**Excerpted records**
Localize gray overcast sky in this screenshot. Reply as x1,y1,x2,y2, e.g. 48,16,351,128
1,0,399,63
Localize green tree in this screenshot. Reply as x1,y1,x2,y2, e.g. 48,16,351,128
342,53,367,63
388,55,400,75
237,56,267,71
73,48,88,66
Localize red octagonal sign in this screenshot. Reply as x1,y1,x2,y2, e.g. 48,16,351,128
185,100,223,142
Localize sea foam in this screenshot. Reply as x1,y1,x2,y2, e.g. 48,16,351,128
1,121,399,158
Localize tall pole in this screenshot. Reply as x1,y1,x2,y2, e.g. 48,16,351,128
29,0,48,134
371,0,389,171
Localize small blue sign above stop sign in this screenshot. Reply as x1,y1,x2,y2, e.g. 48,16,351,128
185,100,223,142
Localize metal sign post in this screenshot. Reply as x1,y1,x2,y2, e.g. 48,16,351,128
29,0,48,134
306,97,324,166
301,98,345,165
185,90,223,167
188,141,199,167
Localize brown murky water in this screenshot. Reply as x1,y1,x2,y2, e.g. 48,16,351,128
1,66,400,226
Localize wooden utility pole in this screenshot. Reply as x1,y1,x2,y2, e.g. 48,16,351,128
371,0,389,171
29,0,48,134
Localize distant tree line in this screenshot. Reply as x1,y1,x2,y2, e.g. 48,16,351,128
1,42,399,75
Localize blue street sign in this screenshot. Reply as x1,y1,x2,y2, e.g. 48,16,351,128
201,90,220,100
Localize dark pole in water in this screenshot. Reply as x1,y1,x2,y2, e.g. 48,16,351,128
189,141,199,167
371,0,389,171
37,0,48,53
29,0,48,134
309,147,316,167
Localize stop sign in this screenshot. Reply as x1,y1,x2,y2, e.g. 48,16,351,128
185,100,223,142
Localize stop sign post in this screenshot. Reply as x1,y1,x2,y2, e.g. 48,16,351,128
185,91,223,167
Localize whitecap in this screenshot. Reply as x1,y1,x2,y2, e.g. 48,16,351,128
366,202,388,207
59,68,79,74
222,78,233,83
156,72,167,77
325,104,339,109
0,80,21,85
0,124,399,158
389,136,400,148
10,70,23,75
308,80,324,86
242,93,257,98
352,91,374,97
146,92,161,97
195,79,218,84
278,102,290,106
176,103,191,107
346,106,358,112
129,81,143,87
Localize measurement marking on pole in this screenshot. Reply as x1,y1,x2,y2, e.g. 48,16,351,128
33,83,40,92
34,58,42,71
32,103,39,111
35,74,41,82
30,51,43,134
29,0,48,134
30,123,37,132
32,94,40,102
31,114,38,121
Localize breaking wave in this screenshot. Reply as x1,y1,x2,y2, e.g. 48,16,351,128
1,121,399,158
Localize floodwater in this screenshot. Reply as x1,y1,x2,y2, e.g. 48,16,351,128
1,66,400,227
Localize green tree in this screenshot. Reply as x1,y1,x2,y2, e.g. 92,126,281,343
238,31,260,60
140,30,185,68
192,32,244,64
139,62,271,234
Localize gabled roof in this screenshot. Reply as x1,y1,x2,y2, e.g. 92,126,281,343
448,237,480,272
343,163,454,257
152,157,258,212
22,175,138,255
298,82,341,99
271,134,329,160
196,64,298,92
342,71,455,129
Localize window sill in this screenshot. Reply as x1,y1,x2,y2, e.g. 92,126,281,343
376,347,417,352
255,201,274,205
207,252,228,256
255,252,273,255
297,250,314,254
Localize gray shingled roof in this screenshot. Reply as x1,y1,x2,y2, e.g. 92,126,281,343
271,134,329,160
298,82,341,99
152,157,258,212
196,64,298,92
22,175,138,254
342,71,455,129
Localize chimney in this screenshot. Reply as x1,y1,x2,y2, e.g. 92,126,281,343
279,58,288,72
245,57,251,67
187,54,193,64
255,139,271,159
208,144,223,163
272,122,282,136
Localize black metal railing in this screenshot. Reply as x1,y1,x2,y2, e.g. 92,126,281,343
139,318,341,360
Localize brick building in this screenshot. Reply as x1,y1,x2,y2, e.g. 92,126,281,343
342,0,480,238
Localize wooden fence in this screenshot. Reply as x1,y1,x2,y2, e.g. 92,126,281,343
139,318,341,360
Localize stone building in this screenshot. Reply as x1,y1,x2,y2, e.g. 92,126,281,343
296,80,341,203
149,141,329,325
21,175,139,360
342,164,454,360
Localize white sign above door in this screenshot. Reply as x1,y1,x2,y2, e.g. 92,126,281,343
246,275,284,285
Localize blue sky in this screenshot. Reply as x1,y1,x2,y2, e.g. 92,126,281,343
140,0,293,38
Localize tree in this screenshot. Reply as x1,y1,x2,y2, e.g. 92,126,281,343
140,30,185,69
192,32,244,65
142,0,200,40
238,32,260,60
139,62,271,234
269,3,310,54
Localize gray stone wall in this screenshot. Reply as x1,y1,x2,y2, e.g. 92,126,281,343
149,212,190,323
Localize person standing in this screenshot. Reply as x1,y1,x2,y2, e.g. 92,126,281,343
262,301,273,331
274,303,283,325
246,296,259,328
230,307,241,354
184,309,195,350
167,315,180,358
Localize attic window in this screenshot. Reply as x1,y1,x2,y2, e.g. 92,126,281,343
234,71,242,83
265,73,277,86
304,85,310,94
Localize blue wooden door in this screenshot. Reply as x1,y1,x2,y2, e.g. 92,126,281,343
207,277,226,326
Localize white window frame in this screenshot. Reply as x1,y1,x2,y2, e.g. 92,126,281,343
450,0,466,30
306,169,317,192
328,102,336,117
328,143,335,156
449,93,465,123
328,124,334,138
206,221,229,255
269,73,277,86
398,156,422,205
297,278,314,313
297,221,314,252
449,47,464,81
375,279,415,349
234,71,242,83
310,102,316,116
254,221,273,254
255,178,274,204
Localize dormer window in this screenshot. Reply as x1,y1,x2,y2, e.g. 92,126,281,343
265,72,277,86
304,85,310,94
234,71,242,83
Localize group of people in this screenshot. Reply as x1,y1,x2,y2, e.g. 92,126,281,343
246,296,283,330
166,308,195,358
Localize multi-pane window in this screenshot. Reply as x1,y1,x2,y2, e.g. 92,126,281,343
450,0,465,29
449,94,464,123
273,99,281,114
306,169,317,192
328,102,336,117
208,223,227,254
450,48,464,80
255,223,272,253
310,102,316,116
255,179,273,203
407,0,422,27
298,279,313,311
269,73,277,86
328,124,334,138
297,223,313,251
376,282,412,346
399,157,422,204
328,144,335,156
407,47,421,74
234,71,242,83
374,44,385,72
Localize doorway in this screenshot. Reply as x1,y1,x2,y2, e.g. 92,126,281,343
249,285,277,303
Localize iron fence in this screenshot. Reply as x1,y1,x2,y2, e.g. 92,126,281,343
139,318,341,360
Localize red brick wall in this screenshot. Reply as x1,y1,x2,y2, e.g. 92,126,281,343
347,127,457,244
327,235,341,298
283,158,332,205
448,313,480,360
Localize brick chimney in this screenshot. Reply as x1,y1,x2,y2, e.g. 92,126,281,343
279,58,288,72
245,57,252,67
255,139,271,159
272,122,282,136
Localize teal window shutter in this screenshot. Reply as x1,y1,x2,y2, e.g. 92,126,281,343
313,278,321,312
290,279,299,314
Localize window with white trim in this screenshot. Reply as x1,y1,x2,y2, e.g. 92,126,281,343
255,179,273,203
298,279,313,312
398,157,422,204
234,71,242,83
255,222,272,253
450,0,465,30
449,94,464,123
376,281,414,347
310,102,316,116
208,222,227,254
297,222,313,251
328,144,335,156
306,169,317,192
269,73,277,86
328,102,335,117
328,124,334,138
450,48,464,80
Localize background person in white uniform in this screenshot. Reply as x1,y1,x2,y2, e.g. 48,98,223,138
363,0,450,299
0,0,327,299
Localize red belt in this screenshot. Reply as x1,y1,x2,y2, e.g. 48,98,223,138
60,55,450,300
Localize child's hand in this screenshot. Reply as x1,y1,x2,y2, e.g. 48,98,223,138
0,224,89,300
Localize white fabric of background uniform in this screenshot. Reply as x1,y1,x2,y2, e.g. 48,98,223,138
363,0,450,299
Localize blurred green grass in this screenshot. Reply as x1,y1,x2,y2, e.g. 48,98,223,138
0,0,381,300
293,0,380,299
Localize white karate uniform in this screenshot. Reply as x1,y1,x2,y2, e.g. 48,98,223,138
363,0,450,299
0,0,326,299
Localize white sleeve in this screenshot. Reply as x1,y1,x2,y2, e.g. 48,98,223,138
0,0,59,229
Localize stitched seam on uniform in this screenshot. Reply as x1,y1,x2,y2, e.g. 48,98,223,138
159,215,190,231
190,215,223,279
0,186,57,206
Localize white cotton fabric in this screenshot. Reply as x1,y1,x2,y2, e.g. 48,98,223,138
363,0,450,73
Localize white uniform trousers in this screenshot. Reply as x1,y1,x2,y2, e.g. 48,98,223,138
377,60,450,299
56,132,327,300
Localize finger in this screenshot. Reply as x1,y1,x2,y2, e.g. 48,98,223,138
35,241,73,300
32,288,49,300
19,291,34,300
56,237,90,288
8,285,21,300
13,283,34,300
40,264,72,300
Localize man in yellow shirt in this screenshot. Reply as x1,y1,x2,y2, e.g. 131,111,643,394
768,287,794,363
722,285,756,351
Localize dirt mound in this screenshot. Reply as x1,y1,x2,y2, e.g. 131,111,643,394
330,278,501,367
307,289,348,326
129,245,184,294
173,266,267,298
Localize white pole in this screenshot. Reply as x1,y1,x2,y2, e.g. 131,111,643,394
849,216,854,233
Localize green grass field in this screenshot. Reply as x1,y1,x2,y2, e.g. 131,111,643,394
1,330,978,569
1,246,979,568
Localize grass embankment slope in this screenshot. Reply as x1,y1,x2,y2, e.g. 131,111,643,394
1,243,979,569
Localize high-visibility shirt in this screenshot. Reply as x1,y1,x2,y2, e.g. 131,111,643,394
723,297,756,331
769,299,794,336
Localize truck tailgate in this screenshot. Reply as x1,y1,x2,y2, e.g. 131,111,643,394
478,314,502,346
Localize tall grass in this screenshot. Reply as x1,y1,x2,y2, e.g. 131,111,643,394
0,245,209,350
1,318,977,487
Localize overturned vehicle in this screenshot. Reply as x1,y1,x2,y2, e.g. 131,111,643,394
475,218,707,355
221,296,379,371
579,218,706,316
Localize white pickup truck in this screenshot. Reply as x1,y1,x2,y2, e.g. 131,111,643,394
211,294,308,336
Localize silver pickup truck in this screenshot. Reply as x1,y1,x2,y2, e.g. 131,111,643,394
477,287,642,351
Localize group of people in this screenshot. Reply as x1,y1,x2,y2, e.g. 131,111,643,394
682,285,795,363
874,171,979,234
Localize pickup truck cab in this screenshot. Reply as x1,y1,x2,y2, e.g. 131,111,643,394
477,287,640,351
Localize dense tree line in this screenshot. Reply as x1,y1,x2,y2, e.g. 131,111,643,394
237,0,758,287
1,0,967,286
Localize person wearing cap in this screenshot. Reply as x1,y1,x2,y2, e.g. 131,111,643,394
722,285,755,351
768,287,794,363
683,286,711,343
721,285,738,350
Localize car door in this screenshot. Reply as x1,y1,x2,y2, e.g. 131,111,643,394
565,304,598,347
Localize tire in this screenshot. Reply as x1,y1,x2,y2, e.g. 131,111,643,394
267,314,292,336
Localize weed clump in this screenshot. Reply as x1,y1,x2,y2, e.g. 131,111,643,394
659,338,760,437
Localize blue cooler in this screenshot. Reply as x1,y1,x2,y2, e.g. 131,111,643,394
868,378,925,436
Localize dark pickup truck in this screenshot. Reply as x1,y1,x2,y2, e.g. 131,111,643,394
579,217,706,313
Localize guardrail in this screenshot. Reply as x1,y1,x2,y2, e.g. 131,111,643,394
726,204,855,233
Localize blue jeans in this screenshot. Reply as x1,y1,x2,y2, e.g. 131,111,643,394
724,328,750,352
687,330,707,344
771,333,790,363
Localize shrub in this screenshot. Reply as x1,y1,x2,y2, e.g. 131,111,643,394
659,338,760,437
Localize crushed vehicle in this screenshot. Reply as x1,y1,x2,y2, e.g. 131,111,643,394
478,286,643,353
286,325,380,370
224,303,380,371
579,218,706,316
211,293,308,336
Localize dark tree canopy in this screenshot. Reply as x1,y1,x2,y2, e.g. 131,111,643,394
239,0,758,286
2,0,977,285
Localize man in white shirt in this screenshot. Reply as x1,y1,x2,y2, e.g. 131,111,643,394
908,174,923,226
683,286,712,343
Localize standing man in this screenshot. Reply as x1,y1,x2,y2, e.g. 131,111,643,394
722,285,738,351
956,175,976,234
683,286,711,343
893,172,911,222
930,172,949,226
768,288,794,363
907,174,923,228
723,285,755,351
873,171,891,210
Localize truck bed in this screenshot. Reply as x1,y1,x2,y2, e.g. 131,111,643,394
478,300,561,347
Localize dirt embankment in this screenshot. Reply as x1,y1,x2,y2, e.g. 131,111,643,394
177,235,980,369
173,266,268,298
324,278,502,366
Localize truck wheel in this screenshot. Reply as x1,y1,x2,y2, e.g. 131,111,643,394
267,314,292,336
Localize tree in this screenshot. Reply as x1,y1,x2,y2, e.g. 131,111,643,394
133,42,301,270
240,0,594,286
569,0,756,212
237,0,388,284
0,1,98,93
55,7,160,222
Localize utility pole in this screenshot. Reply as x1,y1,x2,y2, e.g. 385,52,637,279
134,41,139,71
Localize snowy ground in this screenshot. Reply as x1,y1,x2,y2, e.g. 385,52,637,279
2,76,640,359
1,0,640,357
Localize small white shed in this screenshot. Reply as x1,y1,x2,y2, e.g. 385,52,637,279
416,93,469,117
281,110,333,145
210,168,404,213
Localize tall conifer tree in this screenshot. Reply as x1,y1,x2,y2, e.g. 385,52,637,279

**What you should do**
Copy exactly the lines running from the one that contains "Localize small white" to the end of the material, both ends included.

**Your solution**
Localize small white shed in this screenshot. Reply as x1,y1,x2,y2, e.g. 385,52,637,279
416,93,469,117
281,110,333,145
210,168,404,213
Localize tall conifer tree in this screenshot. Reply as x1,y1,x2,y2, e.g. 385,52,637,279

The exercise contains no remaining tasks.